**Directions**
Transcribe the tail of the listing: start at the line containing "Target = grey beanie" and stop after the last line, keeping every character as is and adding nothing.

Dataset entries
········
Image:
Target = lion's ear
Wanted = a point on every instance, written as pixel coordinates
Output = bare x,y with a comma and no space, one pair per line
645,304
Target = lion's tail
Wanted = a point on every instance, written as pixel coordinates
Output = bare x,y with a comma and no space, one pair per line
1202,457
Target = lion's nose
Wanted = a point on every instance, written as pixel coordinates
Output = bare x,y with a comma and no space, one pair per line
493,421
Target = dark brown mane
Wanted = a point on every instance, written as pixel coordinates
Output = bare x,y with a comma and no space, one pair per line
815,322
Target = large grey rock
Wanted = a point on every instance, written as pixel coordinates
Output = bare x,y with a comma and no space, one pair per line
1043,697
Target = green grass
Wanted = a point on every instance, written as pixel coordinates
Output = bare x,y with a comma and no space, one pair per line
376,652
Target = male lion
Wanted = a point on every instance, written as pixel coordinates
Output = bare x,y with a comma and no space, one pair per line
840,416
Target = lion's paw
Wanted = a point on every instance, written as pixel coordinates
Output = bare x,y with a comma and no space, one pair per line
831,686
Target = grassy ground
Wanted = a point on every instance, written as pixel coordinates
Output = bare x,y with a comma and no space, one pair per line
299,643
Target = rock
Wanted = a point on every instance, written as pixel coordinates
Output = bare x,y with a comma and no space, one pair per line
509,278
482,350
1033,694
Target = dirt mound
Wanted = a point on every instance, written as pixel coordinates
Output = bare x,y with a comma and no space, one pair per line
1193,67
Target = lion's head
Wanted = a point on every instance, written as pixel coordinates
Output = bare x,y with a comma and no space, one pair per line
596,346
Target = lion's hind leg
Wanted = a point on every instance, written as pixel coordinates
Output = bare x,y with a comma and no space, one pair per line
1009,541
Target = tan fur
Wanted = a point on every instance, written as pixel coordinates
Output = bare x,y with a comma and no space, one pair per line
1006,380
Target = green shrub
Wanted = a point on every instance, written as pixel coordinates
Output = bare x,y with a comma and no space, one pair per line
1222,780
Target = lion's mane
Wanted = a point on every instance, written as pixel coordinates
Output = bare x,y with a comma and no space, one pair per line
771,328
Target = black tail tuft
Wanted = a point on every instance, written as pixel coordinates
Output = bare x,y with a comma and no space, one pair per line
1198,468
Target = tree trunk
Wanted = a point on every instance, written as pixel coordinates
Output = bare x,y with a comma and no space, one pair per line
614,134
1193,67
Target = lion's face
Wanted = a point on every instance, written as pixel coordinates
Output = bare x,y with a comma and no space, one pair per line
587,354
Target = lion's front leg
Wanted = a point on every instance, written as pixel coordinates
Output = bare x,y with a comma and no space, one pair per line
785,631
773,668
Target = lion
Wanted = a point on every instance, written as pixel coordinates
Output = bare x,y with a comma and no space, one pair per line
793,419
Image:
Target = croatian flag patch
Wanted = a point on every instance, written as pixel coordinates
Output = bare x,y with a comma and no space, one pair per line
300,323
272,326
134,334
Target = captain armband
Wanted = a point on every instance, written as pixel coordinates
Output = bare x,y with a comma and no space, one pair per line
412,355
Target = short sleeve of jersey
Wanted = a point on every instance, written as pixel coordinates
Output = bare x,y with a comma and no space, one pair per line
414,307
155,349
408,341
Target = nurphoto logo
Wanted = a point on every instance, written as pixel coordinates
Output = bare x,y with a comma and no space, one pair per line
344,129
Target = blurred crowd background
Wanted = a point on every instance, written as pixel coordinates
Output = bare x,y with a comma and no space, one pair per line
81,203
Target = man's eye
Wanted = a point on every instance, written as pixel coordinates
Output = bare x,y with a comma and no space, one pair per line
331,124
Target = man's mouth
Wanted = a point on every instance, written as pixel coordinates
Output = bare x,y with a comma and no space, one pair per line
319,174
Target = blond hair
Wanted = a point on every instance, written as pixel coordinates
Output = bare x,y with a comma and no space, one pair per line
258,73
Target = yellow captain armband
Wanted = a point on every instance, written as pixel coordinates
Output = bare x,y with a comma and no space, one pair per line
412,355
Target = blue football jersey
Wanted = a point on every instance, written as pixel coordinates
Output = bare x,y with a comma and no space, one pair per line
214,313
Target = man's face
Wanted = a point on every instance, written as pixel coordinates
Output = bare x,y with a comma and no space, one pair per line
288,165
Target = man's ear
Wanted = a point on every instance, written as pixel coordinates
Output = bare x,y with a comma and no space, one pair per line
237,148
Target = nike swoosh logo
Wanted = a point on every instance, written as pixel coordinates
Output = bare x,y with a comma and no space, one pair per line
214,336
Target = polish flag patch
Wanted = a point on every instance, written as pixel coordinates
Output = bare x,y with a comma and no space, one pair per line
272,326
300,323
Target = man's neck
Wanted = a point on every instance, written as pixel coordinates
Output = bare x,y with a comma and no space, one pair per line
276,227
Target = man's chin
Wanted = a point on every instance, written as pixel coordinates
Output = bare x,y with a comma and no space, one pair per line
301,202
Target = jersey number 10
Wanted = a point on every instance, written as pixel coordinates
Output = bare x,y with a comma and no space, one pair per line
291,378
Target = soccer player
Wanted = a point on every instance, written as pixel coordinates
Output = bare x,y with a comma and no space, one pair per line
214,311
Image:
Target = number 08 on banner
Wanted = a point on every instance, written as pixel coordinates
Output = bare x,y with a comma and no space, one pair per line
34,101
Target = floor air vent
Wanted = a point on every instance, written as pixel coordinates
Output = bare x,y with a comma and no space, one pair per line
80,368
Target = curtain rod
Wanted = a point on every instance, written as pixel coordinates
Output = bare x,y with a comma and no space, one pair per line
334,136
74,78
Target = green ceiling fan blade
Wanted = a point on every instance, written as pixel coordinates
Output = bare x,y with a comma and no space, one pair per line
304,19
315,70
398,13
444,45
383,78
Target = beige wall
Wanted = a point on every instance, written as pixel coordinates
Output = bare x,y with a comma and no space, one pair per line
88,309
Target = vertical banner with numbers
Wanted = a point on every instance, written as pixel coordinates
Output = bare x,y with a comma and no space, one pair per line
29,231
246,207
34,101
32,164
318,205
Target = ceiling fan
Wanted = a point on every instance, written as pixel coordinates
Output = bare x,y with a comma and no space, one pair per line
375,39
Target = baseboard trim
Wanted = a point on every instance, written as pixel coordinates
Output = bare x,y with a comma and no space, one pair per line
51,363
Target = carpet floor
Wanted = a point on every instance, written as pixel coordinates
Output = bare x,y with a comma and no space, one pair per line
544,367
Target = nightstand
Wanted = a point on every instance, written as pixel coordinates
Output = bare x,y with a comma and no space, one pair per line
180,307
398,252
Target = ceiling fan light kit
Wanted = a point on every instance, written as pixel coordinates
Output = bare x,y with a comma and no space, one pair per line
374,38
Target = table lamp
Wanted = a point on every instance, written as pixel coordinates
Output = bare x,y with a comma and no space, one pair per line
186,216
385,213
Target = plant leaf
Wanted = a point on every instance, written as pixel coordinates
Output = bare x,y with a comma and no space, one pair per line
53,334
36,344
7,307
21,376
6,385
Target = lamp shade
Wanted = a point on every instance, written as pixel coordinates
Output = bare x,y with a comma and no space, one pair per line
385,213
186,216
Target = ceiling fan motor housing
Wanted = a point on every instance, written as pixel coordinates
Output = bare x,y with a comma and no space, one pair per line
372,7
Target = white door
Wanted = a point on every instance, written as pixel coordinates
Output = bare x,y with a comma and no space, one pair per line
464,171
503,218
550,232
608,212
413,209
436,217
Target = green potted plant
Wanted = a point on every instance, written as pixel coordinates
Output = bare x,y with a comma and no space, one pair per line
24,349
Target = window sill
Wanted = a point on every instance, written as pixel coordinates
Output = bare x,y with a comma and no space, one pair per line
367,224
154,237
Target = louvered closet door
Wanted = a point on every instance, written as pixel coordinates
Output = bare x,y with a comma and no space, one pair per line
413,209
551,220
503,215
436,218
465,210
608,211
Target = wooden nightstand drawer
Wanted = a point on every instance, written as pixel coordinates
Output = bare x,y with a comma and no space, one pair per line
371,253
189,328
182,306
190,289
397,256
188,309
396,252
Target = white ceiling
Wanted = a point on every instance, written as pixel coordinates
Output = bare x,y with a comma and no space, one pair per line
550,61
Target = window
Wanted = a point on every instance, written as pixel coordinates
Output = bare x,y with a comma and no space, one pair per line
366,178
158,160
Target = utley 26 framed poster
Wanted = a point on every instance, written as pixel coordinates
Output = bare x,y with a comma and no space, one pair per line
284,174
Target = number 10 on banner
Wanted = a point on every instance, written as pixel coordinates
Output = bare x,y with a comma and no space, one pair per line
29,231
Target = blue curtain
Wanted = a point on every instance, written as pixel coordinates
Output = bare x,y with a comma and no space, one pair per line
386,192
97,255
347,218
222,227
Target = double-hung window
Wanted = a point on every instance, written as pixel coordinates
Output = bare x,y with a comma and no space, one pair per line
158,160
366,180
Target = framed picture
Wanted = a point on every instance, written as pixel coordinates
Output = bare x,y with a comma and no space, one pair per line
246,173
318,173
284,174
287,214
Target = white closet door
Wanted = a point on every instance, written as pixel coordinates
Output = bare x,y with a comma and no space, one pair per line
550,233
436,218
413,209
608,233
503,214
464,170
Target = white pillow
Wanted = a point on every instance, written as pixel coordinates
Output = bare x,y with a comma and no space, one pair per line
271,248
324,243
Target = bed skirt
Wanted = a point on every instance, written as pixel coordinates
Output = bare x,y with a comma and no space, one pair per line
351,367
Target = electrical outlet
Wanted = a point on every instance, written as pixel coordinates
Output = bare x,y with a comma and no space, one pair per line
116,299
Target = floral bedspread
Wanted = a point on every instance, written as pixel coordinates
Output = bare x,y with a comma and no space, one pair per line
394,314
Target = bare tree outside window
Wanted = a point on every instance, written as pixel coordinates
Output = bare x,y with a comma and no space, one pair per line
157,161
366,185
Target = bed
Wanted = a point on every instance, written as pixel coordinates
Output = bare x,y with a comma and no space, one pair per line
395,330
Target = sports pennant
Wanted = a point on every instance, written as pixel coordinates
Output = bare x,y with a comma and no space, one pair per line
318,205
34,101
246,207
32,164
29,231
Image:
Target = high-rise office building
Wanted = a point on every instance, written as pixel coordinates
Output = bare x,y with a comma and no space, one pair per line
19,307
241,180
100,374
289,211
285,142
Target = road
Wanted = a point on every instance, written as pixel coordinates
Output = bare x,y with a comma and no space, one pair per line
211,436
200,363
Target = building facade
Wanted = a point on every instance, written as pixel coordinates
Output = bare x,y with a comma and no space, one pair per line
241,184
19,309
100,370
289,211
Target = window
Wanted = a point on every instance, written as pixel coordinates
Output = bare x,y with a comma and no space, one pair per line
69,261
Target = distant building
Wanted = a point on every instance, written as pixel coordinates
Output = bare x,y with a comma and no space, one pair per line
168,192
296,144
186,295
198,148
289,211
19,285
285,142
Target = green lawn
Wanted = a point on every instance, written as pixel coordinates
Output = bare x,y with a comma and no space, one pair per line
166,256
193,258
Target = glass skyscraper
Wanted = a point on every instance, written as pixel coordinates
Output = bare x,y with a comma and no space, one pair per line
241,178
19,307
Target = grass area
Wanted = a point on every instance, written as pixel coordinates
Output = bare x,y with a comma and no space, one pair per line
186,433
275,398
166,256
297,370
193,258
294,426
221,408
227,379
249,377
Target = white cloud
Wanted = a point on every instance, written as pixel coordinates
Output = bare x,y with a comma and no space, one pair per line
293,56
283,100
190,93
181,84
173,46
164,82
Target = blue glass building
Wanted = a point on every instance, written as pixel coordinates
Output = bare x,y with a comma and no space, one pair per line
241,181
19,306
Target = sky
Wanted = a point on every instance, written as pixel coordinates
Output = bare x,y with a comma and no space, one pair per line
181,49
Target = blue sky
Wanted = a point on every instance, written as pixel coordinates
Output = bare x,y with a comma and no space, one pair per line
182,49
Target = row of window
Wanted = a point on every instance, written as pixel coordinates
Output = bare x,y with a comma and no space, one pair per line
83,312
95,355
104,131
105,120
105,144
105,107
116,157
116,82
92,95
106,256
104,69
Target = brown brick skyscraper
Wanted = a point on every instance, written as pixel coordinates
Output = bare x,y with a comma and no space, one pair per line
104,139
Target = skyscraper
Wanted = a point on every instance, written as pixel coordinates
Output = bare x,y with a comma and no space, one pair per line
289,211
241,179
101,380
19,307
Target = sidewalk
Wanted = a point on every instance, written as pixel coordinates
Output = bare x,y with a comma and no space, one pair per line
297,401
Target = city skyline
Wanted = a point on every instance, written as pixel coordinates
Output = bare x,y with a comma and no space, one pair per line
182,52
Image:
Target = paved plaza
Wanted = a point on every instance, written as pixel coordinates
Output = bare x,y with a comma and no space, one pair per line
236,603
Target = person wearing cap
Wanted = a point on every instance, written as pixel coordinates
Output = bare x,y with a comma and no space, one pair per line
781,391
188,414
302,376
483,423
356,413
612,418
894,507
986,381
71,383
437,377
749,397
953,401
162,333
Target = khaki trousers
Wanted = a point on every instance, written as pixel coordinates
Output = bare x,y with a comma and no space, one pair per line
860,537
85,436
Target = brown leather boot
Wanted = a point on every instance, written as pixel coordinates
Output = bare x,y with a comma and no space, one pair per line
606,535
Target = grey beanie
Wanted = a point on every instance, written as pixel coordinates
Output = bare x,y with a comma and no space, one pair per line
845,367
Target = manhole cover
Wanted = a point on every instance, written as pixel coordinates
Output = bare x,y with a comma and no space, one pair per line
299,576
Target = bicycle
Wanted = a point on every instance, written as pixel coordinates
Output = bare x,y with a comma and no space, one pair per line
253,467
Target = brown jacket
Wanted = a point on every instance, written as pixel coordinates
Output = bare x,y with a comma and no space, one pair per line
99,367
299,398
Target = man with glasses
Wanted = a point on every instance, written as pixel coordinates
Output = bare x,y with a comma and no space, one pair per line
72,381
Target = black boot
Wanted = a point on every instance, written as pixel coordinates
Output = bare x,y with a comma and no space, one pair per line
········
**Finished exercise**
Target = grey beanie
Wanted = a point on every instance, written as pixel coordinates
Output = bare x,y with a comma and no space, one pair per line
845,367
Target = manhole cover
Wanted = a point on every instance, written as pixel coordinates
Output = bare x,y with a comma and no space, one pair per line
299,576
Target = bicycle
Wanted = a point on every instance, written as pixel coordinates
Output = bare x,y with a comma and no space, one pair per line
253,467
Target = brown jacket
Wanted = a point on every instance, written as pixel coordinates
Output = bare x,y with a comma and no space, one pair per line
99,367
299,398
Target = man with glasses
Wanted = a point on every instance, written as pixel coordinates
Output = bare x,y with a comma and no space, one pair per line
72,381
Target = black boot
Wanted = a point on every instance, written as pixel coordinates
Output = bare x,y with a comma and no space, one pair per line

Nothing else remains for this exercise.